▶ _Problem to work on_: Every line from the beginning of the records below up to the one holding "[locate] white window blind" should be quoted exactly; leave out the rest.

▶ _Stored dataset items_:
........

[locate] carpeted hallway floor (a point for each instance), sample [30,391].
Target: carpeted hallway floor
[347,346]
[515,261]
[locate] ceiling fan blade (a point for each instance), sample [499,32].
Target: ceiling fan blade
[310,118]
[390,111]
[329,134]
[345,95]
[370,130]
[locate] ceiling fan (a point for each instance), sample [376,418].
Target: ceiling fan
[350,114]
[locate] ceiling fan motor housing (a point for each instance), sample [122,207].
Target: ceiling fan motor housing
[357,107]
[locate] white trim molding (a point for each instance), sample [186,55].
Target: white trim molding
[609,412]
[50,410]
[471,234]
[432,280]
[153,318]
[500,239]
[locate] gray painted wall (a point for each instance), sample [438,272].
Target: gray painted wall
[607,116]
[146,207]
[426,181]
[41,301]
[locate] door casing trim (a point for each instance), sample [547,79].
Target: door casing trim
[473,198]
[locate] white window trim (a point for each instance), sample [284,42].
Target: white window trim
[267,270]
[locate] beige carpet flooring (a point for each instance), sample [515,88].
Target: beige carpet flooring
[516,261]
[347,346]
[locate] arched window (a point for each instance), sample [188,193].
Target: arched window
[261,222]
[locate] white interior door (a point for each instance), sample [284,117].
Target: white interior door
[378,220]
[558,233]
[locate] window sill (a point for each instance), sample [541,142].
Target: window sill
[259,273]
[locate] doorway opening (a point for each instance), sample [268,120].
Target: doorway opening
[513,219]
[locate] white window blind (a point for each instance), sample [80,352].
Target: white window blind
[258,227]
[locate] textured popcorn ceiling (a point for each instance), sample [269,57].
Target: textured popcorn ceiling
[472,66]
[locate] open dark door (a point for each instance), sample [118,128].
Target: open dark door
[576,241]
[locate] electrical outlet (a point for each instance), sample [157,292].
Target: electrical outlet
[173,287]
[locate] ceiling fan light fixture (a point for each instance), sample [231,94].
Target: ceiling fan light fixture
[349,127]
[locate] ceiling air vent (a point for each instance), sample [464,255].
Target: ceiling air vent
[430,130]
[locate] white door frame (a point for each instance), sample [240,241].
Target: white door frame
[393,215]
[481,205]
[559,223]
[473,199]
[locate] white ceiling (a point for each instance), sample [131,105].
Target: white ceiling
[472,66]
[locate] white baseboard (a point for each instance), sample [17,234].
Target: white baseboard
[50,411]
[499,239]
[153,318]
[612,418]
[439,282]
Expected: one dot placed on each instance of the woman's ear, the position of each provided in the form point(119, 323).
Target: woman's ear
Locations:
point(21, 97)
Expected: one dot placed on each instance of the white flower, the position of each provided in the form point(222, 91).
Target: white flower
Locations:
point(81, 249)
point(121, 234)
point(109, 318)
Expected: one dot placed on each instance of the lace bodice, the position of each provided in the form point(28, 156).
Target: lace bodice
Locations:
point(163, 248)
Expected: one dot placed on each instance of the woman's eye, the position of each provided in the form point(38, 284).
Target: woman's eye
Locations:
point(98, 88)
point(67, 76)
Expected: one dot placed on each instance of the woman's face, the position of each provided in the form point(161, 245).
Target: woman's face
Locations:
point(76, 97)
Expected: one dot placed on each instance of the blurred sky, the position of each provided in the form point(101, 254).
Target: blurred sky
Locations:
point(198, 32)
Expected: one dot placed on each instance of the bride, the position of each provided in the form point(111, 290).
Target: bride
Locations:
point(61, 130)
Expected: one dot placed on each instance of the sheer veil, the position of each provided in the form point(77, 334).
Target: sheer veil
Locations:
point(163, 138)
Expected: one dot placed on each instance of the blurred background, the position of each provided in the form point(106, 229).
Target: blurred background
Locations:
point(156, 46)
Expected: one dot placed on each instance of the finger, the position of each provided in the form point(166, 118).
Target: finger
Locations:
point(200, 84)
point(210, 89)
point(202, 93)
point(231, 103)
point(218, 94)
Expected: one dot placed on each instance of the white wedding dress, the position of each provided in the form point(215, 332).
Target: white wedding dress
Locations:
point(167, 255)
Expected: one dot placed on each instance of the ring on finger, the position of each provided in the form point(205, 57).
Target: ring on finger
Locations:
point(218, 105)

........

▶ _Expected answer_:
[locate] carpeted hallway floor (a point for each instance), sample [30,391].
Target: carpeted hallway floor
[347,346]
[515,261]
[locate] ceiling fan blade (a point for each instance), sample [499,32].
Target: ceiling fan blade
[310,118]
[390,111]
[329,134]
[345,95]
[370,130]
[locate] ceiling fan (a point for each instance), sample [376,418].
Target: ceiling fan
[350,114]
[locate] ceiling fan motor housing (a point for each instance), sample [122,207].
Target: ceiling fan motor housing
[357,107]
[locate] white trim molding (a point for each instance), sample [186,55].
Target: white trim molding
[609,412]
[50,410]
[471,234]
[432,280]
[153,318]
[500,239]
[locate] gray painted wall (a point for each instance), sample [438,272].
Target: gray painted wall
[607,116]
[146,207]
[426,181]
[41,301]
[locate] door casing trim (a point for each instance), sample [547,79].
Target: door casing trim
[473,198]
[locate] white window trim (a point for each instance), sample [284,42].
Target: white window trim
[267,270]
[locate] beige carpet flooring (a point for each instance), sample [515,88].
Target: beige carpet flooring
[516,261]
[347,346]
[locate] arched window (a point for each instance), sample [188,193].
Target: arched window
[261,222]
[locate] white interior door (a point for each instance), sample [284,117].
Target: white interior door
[378,220]
[558,233]
[locate] window sill (a point for each instance), sample [541,142].
Target: window sill
[259,273]
[locate] doorway opening (a point for each instance), sample [268,120].
Target: doorway opening
[513,219]
[locate] white window blind (a point for each instance), sample [80,352].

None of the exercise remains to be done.